Source data:
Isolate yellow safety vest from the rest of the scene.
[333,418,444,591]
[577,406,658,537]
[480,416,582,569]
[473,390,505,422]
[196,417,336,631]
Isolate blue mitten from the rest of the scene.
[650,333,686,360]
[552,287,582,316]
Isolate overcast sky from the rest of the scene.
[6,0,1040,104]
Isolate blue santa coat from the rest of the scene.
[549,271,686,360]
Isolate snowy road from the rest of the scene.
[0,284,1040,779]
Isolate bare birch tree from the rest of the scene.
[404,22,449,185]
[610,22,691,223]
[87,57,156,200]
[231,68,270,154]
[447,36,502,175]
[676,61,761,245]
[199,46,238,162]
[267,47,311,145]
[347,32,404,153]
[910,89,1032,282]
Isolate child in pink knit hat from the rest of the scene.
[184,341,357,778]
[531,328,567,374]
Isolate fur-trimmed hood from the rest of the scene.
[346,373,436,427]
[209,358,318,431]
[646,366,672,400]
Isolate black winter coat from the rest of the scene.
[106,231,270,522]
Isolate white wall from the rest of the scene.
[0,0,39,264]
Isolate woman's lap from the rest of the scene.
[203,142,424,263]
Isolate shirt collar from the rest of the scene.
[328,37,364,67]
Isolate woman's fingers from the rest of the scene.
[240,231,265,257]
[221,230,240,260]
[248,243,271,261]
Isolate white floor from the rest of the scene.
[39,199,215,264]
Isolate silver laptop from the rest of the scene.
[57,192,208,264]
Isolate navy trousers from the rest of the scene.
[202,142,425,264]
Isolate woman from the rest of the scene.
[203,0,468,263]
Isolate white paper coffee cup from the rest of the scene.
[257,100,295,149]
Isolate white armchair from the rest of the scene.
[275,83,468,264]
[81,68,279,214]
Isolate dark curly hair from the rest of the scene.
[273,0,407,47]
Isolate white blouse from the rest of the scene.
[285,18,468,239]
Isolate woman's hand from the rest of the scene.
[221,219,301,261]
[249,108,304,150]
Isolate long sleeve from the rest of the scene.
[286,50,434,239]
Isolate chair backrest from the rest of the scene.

Your instructions:
Copy all of the entries above word for word, keeping every line in its original order.

Result:
Isolate yellow safety vest from the rest of the scene.
[333,418,444,591]
[577,406,658,537]
[480,416,582,569]
[473,390,505,422]
[196,417,336,631]
Isolate blue mitten from the rest of the scene.
[650,333,686,360]
[552,287,582,316]
Isolate overcast sky from the rest of the scene.
[6,0,1040,104]
Isolate blue santa coat from the rest of the scene.
[549,271,686,360]
Isolate snowy road from the rest of the scene.
[0,284,1040,779]
Isolate bare birch tree from the rest of the scene.
[404,22,449,185]
[610,22,691,223]
[87,57,156,200]
[231,68,270,154]
[447,36,502,175]
[676,61,761,245]
[199,46,238,162]
[267,47,311,145]
[347,32,404,153]
[910,89,1032,282]
Isolate child in pink knit hat from the rest of the scene.
[184,341,357,778]
[531,328,567,374]
Isolate fur-trimmed hood from the rest of the scene.
[346,373,436,427]
[209,358,318,431]
[646,366,672,400]
Isolate black winter coat from the rest of the scene.
[106,231,270,522]
Isolate white wall from the rest of the scene.
[0,0,39,264]
Isolate woman's lap from the rest of the scene.
[203,142,424,263]
Isolate shirt collar from the rest of the scene.
[328,37,364,67]
Isolate woman's fingers from the rest of the scene.
[240,231,265,257]
[221,230,240,260]
[248,243,271,261]
Isolate white floor from the rest of the scene.
[39,199,215,264]
Isolate silver laptop from the rest of the scene.
[57,192,208,264]
Isolate navy trousers from the rest of the scene.
[202,142,425,264]
Isolate woman from the rest of the scene.
[203,0,468,263]
Isolate white paper coffee cup from the rest of the scene.
[257,100,295,149]
Isolate white armchair from the rest of the scene.
[275,83,468,264]
[81,68,279,214]
Isolate dark curly hair from the rest of the scene.
[273,0,407,47]
Isolate white blouse from the rest of the scene.
[285,18,468,239]
Isolate woman's hand from the rest of the scene.
[221,219,301,261]
[249,108,304,150]
Isolate long sleeve from the rest of the scene.
[286,50,434,239]
Isolate chair backrest from the rest of the scene.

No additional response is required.